▶ [The request]: Collect every line in the rows below that contains the word "Indicate", and copy each one in full.

▶ [Source material]:
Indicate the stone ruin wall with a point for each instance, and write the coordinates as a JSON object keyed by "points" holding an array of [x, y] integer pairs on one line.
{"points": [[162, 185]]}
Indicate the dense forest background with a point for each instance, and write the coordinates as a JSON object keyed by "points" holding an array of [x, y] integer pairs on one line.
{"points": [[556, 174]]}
* * *
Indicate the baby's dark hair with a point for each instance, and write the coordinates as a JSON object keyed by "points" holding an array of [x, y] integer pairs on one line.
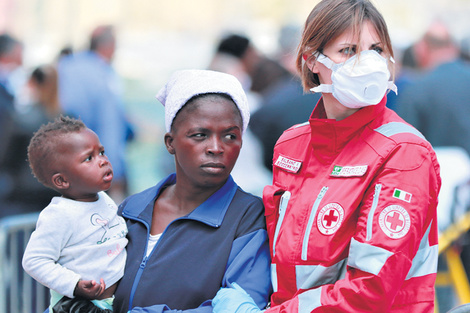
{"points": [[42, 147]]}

▶ [Problem solution]:
Indicate the stone ruin wall with a point for each instance, and write the coordinates as a JSON object keyed by "points" holding an array of [x, y] integer pairs on one line.
Indicate the dense forest background with a point for each instance, and write the coordinates as a JSON object keyed by "points" holding an array of [x, y] integer pairs on one line.
Indicate the baby's dark hair with a point for each instance, and write the coordinates as a JSON object keyed by "points" holding an array of [x, y] integer pairs on one line.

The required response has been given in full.